PROVIDED TEXT
################

CONCEPT Cited by 1 source

Query size derived from the logical plan¶

Query size derived from the logical plan is the primitive of estimating the resource cost of a query from its optimiser-internal representation, before execution, so that the estimate can feed routing / scheduling / capacity decisions at the gateway layer rather than inside the execution engine.

Canonical instance (Source: sources/2026-05-06-databricks-rethinking-distributed-systems-for-serverless-performance):

The Databricks Serverless Gateway uses "estimated query size (derived from the logical plan)" as one of three routing signals, alongside current cluster utilisation and latency profile.

Why this is load-bearing¶

Gateway-level workload-aware routing needs a cost signal before the query runs. Three common alternatives fall short:

Post-hoc runtime measurement — only available after the query has already been placed on a cluster
Static heuristics on raw SQL text — fooled by SELECT * FROM big_table WHERE id = 1 (text-short but execution-short), or SELECT AVG(col) FROM small_table (text-short but execution-heavy due to full scan)
User-supplied hints — unreliable and requires user tuning, contradicting the stability-as-system-property design thesis

The logical plan sits between raw SQL and the physical plan:

It's produced by the optimiser's parser + analyser
It carries table/column metadata, join structure, predicates
It's stable enough for cost estimation but not yet bound to execution-layer details

This is precisely the abstraction level where routing decisions should be made — the optimiser has enough information to estimate work, but the physical plan + cluster binding haven't been committed yet.

Why Spark Connect makes this practical¶

Pre–Spark Connect, user application code ran inside the driver process, so the logical plan didn't exist at the gateway boundary — queries appeared to the infrastructure as opaque application processes. Spark Connect changes this: the gRPC protocol carries serialised logical plans from client to driver, which means the gateway intercepting the gRPC traffic can inspect the plan without executing anything. See systems/spark-connect for the architectural substrate.

Generalisable lesson: driver-client architectural splits that send query plans over the wire naturally enable gateway-level query-aware routing.

What "size" estimation typically includes¶

A logical-plan-derived cost signal in a Spark-family system typically combines:

Estimated input cardinality from table statistics (see concepts/cardinality-estimation)
Selectivity estimates for predicates
Expansion factors for joins (cross joins vs equi-joins vs range joins)

################

(Entries from a point annotation set)
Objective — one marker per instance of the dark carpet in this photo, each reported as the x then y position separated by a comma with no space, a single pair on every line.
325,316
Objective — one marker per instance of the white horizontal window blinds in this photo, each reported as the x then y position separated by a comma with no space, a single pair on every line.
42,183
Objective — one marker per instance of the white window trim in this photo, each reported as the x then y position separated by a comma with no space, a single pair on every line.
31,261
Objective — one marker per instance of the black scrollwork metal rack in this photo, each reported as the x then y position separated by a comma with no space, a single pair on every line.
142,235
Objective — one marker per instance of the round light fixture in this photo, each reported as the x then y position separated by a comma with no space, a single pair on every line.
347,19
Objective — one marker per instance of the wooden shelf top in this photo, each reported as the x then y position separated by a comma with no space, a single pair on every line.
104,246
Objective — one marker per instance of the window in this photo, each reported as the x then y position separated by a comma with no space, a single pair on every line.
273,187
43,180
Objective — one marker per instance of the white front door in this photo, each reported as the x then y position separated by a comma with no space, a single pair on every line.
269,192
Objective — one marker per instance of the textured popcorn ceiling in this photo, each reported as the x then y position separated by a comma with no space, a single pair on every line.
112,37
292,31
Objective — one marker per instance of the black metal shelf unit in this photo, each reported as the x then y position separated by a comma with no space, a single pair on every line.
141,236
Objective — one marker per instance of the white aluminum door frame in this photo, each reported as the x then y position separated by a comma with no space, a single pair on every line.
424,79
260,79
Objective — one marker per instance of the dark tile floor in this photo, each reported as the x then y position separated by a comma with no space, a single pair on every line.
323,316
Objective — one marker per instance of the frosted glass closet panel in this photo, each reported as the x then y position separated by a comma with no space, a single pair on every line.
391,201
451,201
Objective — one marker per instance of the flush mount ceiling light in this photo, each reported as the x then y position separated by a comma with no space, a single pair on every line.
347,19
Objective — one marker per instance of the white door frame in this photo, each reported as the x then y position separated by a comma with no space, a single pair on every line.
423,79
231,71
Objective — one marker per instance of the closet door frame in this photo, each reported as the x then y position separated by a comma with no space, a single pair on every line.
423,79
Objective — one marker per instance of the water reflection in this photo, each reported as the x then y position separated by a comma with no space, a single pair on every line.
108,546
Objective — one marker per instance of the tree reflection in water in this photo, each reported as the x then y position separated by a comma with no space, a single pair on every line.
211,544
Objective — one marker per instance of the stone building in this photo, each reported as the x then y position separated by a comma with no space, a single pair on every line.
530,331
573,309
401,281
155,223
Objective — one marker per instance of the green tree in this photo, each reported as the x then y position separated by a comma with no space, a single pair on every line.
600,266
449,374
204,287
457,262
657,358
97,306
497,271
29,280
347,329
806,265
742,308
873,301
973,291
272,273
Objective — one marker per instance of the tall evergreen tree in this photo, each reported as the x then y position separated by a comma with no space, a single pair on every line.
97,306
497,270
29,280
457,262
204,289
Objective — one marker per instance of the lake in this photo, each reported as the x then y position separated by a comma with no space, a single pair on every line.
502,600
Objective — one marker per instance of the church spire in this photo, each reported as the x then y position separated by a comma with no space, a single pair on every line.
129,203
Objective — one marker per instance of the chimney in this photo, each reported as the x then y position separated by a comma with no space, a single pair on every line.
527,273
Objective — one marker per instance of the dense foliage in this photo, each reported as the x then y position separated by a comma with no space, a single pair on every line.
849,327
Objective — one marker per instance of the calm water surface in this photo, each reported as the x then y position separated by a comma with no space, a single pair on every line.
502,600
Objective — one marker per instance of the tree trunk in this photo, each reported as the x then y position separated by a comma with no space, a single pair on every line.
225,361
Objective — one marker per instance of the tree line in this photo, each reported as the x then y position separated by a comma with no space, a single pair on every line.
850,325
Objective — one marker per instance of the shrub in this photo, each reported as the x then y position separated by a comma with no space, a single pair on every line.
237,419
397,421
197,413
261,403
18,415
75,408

################

WORK TO DO
[a] List every alternative cost signal that the query size text says falls short for gateway-level routing.
[b] Continue the page on query size derived from the logical plan, picking up right after its final line.

RESULTS
[a]
- Post-hoc runtime measurement
- Static heuristics on raw SQL text
- User-supplied hints

[b]
Aggregation output cardinality (small for COUNT, large for GROUP BY on high-cardinality columns)
Number of shuffle boundaries (proxy for stage count)

Not every logical-plan cost model uses all five — the Databricks post doesn't disclose which subset feeds the gateway's size estimate.

Known limitations¶

Logical-plan-derived cost is an estimate, not ground truth:

Cardinality estimation errors — skewed data, missing stats, selectivity-misjudgement on LIKE predicates (see concepts/like-predicate-cardinality-estimation-failure)
UDF opacity — user-defined functions are black boxes; the optimiser can't see through them
Dynamic parameters — prepared-statement bind values aren't known at plan time
Join-order sub-optimality — the initial logical plan may not be the optimal plan (see concepts/join-order-optimization)

For the routing use case, approximate correctness is sufficient — the Gateway continuously re-evaluates placement as conditions shift, so an initial mis-sized estimate is self-correcting.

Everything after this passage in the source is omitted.